= List of tasks =
1 – Please list each article or piece that the writer of the letter below says they have read.
2 – In the letter below about a conservative columnist, what is the date of the editor's note it responds to?

= Text excerpt =
Letters for August 5, 2004


No conservative perspective
Re “Help wanted: columnist” (RN&R, Editors note, July 15):

For me, reading the Reno News & Review is a weekly ritual. The variety and depth provide sustenance in a sound bite culture. A recent article warning readers to beware of media coverage of the Democratic National Convention was well taken.

The point I would like to make here involves both the quality of Reno News & Review and the dearth of other non-mainstream perspective in the media. Your appeal for someone to write articles from a conservative viewpoint disturbed me for two reasons. First, the Reno News & Review provides a unique source of journalism. Second, there are many stories that are untold. [A conservative column may take space that should be given to these stories.]

Example: There’s a Starbuck’s on every corner, but this major source of our nation’s caffeine addiction rarely uses shade grown or organic beans. I’ve read Deidre Pike’s pieces on the demise of the independent coffee kiosk and the WTO’s meetings in Mexico. Maybe she’d have some interest in writing about our cup of java’s impact on the rain forest and our global ecology.

= Data for analysis =
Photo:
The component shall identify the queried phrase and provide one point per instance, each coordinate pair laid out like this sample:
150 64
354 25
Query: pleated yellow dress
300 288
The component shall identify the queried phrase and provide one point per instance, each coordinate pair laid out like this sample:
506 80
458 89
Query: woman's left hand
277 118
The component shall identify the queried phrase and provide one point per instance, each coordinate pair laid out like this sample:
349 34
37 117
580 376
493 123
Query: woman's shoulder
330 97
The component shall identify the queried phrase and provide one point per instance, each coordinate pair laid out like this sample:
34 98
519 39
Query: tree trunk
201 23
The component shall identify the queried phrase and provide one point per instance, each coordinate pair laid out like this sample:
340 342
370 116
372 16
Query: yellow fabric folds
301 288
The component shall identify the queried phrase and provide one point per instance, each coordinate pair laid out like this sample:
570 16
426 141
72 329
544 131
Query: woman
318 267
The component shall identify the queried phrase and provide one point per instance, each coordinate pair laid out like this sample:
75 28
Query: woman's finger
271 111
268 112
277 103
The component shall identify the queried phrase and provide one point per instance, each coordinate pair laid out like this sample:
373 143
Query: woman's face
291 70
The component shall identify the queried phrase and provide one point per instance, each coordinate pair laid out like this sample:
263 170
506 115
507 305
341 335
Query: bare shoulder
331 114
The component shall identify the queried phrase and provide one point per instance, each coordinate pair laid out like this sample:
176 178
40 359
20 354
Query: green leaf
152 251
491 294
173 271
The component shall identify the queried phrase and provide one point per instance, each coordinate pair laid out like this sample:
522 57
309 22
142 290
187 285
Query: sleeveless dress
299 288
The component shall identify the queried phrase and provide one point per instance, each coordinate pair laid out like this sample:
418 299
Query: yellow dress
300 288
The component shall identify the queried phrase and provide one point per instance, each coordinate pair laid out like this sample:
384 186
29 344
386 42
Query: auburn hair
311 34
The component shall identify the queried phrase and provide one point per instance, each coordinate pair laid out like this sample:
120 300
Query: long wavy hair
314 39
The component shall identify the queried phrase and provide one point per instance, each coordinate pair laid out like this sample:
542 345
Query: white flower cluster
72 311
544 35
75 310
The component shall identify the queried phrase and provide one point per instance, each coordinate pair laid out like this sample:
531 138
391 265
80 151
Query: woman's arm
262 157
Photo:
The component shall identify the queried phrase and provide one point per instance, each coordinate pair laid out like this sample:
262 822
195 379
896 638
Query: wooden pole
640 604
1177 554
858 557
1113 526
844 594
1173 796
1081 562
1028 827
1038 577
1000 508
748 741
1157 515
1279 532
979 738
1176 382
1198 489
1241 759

* * *

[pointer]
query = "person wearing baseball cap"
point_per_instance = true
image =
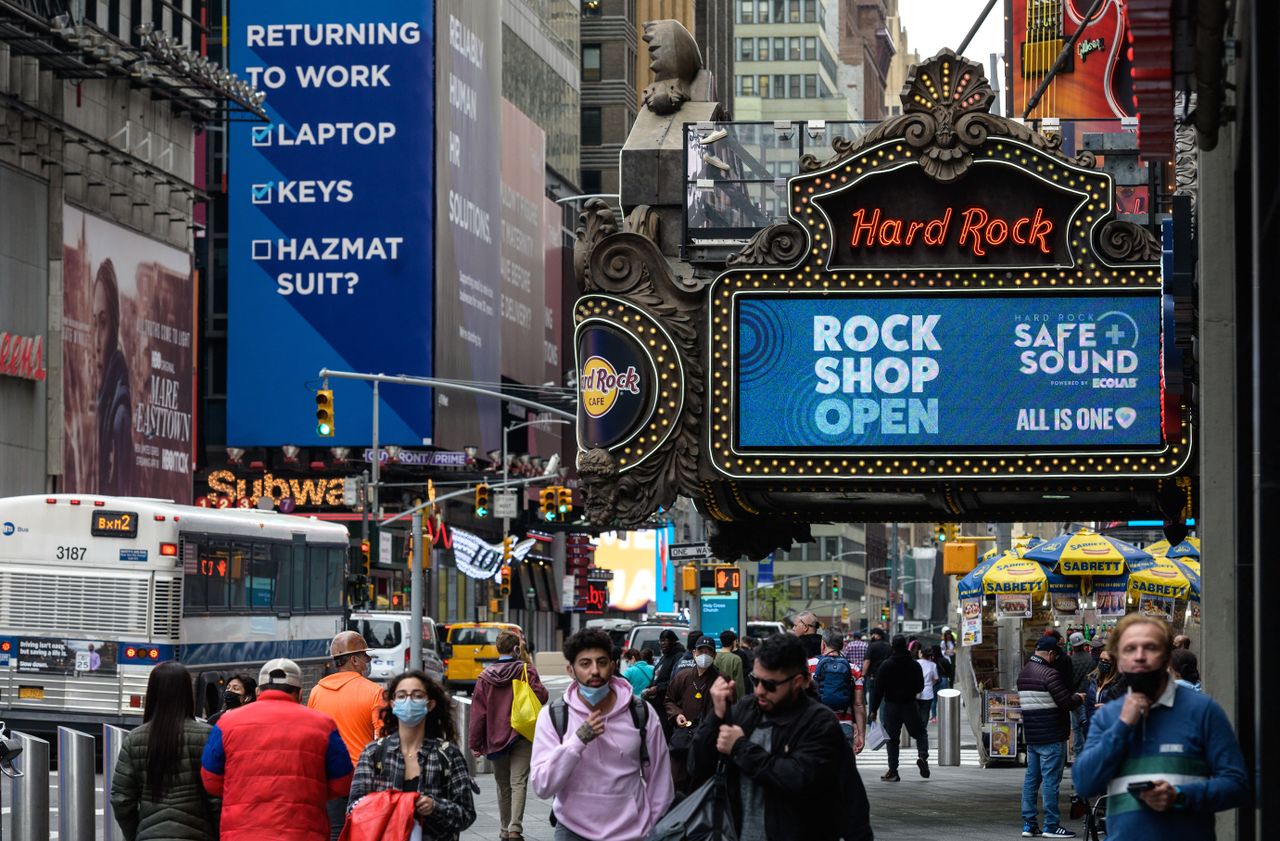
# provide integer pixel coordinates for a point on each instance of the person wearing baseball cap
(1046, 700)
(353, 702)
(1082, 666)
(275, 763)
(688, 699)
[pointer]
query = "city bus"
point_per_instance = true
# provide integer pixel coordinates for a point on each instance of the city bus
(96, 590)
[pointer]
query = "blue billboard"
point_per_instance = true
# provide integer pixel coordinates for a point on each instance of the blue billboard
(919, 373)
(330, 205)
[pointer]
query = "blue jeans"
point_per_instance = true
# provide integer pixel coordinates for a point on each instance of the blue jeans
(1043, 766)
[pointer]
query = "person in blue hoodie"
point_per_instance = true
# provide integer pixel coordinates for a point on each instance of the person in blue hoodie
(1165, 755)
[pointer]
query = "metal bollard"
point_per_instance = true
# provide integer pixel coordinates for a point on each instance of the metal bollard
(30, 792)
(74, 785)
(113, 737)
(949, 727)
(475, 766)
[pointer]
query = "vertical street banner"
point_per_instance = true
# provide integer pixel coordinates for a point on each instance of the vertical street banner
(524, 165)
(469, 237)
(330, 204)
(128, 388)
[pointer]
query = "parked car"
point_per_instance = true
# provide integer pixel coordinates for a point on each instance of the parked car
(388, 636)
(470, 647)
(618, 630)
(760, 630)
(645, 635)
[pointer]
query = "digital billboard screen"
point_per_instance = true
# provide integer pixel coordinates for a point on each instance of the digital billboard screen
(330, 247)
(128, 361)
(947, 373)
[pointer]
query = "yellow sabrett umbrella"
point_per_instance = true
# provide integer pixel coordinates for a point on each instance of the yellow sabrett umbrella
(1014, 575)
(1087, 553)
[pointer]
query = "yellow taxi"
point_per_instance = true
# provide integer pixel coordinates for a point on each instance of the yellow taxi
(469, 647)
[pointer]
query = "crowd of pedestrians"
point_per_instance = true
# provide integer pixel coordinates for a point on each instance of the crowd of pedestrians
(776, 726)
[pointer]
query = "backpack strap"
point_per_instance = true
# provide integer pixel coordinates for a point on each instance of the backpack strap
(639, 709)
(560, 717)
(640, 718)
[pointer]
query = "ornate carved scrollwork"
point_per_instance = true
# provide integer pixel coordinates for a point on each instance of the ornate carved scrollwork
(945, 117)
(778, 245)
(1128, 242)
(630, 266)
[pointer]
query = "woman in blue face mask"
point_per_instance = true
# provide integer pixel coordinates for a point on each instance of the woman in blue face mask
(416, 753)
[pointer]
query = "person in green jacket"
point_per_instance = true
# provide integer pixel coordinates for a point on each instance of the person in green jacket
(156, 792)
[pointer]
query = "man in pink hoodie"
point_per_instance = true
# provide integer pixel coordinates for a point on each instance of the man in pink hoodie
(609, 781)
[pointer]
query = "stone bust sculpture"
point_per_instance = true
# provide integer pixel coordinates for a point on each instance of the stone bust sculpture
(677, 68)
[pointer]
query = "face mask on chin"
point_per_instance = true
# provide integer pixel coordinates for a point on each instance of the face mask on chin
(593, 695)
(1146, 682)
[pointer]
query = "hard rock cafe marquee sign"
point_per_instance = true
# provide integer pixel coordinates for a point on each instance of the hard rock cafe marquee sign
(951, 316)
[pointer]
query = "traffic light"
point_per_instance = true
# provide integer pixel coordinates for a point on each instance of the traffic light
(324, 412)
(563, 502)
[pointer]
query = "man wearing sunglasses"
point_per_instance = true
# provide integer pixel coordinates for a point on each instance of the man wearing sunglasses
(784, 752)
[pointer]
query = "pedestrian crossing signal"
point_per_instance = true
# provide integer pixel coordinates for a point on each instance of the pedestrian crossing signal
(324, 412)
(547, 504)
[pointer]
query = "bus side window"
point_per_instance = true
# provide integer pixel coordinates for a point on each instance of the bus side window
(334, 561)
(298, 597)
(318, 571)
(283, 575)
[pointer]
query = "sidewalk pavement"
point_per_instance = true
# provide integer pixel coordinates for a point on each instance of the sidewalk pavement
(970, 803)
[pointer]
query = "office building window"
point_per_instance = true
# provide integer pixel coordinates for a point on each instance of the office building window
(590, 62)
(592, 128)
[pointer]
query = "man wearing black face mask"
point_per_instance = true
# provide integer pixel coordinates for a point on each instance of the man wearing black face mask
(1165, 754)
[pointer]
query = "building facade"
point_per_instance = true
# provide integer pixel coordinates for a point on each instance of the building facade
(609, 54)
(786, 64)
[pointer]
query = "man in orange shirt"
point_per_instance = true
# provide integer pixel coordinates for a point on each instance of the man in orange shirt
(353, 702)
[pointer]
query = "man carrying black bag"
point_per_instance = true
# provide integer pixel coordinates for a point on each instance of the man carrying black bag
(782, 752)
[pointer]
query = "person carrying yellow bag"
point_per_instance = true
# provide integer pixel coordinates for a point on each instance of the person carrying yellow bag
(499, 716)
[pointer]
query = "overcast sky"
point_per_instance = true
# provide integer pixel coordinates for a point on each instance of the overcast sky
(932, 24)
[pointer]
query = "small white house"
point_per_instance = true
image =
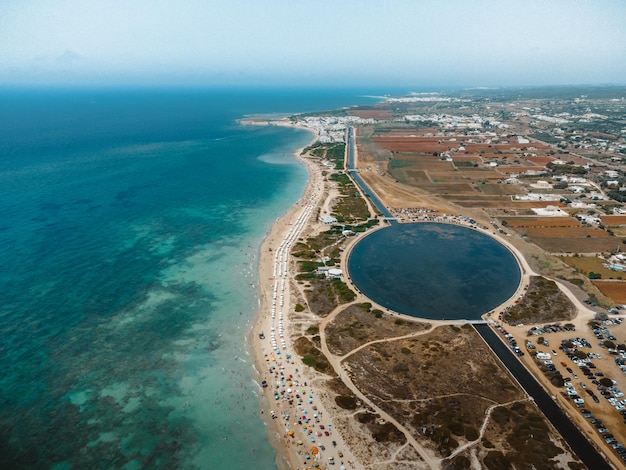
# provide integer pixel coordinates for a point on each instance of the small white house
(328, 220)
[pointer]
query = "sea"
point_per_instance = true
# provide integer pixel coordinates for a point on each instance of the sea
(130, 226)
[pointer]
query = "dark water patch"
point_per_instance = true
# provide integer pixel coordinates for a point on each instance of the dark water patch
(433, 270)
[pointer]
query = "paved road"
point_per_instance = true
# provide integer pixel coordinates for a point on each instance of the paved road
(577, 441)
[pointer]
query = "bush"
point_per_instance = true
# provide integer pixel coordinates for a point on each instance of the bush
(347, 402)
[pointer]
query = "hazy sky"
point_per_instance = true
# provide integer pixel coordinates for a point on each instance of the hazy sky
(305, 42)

= Solutions by task =
1 –
- A recent article warning readers to beware of media coverage of the Democratic National Convention
- Deidre Pike's piece on the demise of the independent coffee kiosk
- Deidre Pike's piece on the WTO's meetings in Mexico

2 – July 15